Dataset records
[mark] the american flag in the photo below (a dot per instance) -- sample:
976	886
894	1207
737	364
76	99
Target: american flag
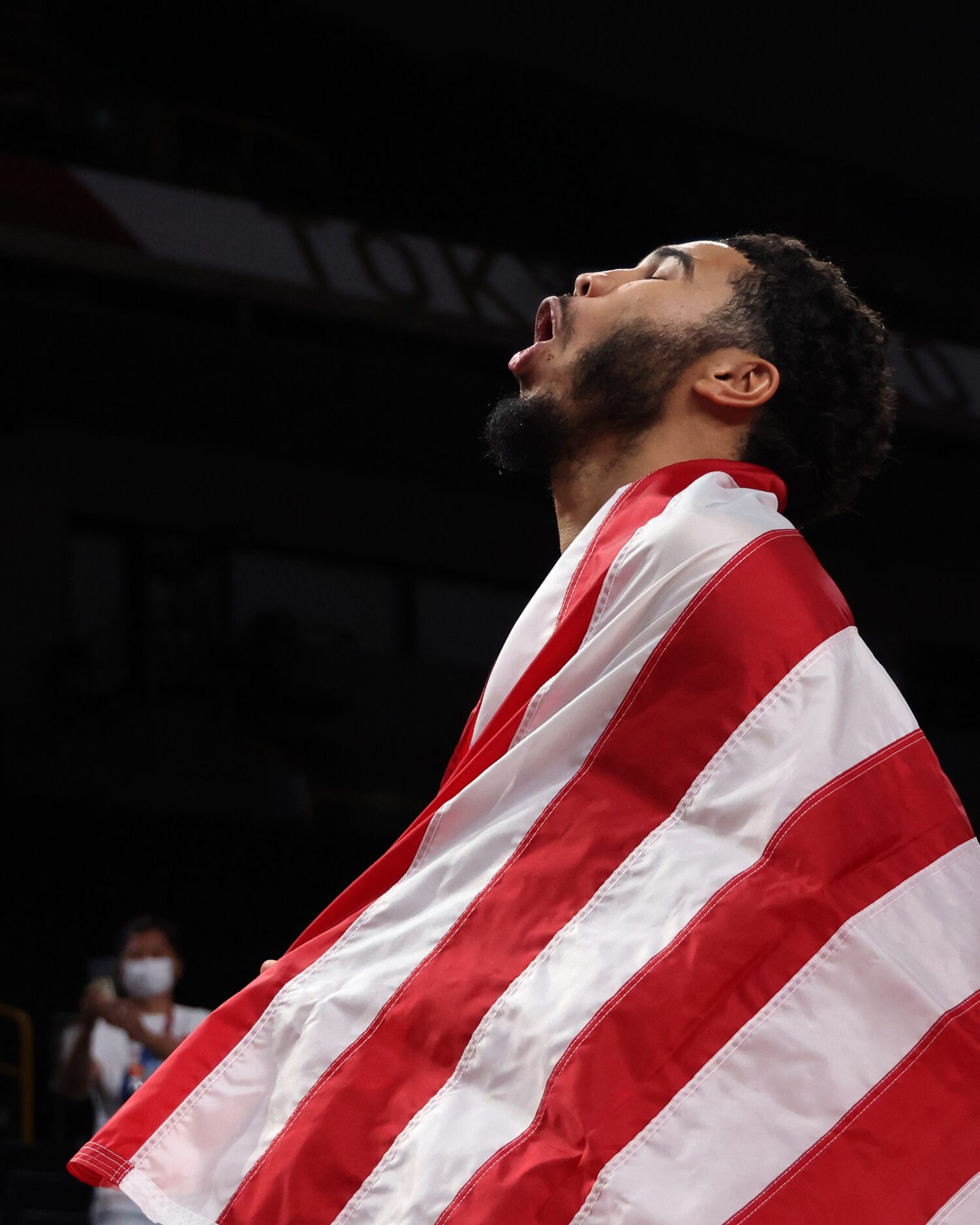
689	935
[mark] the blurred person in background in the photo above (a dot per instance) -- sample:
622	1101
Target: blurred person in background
127	1029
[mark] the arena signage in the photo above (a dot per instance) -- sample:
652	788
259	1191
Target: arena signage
230	247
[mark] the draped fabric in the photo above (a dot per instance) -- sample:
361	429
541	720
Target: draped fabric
689	935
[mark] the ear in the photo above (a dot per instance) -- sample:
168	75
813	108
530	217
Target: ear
735	381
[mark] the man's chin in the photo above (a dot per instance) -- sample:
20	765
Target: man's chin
528	432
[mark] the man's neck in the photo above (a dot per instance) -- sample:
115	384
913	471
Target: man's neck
579	491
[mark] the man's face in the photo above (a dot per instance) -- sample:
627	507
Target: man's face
607	357
670	288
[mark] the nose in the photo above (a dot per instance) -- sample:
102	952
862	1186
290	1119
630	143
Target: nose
590	284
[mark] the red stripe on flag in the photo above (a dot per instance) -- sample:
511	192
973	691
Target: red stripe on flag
902	1152
202	1050
639	504
833	856
755	620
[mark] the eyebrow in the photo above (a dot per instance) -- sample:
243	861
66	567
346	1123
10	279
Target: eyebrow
675	252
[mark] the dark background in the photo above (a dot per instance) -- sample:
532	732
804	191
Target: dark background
256	565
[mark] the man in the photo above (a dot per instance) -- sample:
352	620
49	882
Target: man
690	931
119	1042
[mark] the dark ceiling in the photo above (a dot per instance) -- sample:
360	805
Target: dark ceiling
590	139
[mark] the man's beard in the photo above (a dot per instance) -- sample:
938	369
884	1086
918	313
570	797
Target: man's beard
619	389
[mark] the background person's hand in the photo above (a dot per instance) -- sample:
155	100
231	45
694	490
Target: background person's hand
93	1004
124	1014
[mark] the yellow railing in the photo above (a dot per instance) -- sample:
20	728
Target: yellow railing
23	1070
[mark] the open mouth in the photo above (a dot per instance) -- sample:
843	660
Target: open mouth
545	324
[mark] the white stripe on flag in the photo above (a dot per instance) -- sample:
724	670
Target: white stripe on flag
963	1208
788	1076
536	625
228	1123
832	711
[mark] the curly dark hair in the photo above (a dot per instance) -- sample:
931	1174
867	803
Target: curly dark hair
829	427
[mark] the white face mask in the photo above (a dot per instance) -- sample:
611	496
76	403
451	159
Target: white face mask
145	976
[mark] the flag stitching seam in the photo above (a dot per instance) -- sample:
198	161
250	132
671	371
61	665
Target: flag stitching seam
635	689
777	1003
891	1078
624	869
662	956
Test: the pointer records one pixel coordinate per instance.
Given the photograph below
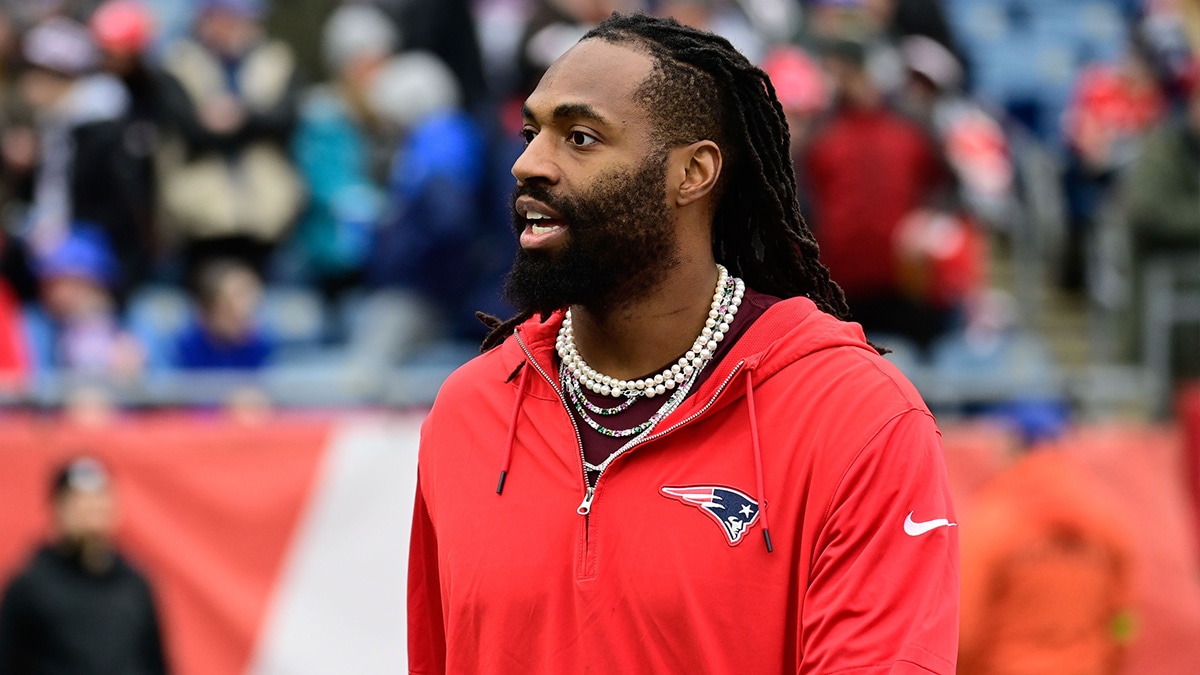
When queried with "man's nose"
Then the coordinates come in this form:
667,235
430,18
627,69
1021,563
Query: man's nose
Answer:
537,162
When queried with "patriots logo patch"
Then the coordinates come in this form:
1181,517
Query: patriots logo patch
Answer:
732,509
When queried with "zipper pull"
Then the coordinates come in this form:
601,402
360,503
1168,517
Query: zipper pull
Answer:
586,506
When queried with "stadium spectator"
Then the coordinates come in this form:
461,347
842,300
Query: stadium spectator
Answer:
343,148
159,107
865,148
971,141
78,607
803,93
1111,108
83,172
77,327
225,334
433,255
13,359
1162,196
231,189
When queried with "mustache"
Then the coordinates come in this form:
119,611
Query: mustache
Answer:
539,192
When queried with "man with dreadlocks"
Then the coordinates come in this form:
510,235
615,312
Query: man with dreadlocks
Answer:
678,377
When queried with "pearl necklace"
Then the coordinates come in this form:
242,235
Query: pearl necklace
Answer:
726,299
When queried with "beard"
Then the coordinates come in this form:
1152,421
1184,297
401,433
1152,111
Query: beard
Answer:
621,244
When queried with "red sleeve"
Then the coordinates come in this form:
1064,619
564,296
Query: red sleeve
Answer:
426,632
883,590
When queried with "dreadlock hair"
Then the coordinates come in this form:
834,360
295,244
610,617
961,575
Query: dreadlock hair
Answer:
702,88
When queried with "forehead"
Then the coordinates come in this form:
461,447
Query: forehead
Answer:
599,75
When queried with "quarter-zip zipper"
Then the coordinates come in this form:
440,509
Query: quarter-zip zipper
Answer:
589,488
589,491
585,507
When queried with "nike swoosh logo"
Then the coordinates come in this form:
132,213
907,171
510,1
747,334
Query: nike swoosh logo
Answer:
915,529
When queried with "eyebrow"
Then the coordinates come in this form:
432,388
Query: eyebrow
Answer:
570,111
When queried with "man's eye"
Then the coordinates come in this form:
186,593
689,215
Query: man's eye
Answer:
581,138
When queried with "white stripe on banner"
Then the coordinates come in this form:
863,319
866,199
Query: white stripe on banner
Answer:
340,603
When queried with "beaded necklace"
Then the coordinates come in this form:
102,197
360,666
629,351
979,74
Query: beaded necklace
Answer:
721,311
679,377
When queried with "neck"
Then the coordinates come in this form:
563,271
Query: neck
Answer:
636,339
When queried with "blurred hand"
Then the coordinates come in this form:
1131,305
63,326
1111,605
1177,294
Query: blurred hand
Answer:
222,114
18,145
127,358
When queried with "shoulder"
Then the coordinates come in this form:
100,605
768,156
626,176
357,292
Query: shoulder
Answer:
479,376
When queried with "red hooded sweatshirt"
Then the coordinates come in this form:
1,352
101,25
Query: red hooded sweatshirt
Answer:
802,430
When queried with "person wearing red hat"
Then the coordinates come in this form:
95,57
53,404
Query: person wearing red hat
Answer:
159,107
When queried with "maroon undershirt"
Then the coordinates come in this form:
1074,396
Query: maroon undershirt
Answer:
597,447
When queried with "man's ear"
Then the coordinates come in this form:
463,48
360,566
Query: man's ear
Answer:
699,168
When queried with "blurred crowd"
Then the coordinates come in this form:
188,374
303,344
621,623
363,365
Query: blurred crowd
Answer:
323,186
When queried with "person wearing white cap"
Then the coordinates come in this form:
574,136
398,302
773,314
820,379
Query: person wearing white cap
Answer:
78,607
82,171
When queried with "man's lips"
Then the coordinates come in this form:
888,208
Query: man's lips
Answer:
543,223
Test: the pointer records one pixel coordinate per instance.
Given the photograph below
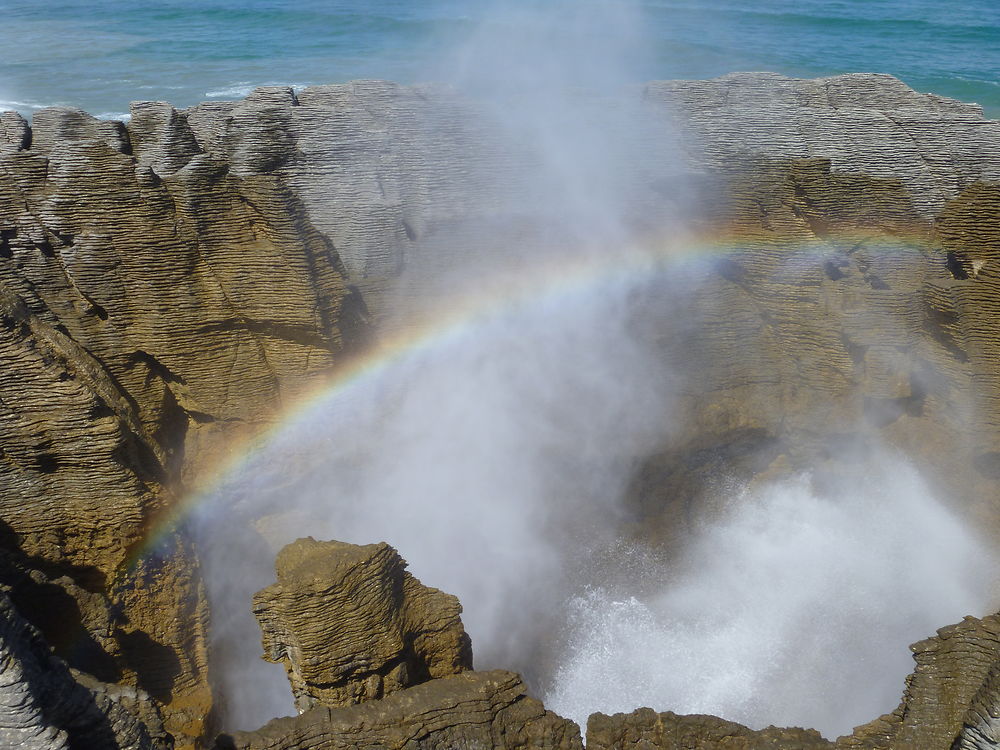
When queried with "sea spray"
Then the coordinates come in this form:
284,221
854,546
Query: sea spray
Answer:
794,607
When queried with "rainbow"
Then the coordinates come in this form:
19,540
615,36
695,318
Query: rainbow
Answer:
546,282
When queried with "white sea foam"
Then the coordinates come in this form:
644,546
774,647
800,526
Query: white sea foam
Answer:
789,591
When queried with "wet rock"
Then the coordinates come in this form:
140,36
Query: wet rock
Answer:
43,706
350,624
472,711
644,729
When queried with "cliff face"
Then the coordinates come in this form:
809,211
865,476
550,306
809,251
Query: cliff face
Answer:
168,285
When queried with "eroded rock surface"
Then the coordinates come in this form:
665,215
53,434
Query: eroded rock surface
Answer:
350,624
472,711
43,706
173,283
644,729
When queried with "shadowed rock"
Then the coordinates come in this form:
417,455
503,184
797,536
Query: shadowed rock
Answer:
43,706
350,624
645,729
470,711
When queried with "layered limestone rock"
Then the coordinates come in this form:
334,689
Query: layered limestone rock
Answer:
376,659
171,284
951,702
152,303
473,710
350,624
645,729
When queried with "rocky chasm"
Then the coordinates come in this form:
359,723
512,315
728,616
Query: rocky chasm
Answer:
170,287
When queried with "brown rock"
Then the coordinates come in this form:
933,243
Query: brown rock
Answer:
350,624
647,730
473,710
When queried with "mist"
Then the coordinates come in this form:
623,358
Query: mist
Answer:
495,451
794,607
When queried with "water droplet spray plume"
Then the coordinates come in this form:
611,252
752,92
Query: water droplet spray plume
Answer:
495,458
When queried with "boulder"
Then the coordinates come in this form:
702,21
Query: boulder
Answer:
468,711
350,624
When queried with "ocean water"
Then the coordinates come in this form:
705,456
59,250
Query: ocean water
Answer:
100,56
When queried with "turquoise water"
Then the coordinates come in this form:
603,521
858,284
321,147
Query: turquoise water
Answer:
101,55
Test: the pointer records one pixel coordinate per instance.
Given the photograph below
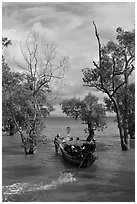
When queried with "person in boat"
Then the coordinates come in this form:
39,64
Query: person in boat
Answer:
56,142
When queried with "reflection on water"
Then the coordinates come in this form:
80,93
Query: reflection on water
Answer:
19,188
37,178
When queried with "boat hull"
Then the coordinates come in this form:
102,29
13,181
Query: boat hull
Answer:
75,161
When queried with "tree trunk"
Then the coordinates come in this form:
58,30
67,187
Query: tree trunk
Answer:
91,131
124,144
11,129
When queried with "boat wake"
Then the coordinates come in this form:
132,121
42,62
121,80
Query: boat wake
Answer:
20,188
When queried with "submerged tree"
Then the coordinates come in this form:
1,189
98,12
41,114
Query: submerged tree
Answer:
131,106
116,64
88,110
29,100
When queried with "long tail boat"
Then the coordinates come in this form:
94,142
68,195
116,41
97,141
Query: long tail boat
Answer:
77,152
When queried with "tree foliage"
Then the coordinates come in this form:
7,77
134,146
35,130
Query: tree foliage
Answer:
25,96
131,106
115,65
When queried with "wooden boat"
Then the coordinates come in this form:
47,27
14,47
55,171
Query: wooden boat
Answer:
78,160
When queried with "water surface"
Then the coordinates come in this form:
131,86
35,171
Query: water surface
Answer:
46,177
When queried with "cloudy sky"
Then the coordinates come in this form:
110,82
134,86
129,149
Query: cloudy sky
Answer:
69,25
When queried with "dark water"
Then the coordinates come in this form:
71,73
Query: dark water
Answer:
46,177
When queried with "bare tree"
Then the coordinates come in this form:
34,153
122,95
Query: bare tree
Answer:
41,68
116,64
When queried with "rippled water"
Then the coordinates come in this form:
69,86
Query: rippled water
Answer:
46,177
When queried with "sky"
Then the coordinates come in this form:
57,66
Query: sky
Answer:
69,25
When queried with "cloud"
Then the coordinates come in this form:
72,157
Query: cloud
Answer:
69,24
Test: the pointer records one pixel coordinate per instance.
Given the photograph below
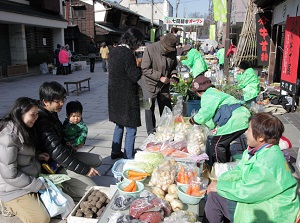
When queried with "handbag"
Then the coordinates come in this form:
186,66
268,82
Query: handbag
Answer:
52,198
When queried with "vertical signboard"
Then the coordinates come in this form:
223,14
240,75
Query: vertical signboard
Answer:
263,32
212,32
290,55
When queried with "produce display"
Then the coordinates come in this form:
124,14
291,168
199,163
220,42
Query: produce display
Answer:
179,139
160,190
93,206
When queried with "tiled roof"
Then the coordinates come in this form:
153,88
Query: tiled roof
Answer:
110,29
117,6
18,8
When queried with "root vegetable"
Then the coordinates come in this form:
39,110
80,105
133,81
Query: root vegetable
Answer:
170,197
176,205
172,189
158,191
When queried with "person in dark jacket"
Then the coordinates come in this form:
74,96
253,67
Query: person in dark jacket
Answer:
79,166
57,63
159,66
123,99
19,168
92,55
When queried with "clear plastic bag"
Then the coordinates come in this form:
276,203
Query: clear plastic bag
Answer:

__WHAT YOU WILL DO__: For the word "logo", go through the records and show each line that carries it.

__WRITTEN REPLY__:
When queried with "patriots logo patch"
Query: patriots logo patch
When queried with "nike swoosh logo"
Query: nike swoosh logo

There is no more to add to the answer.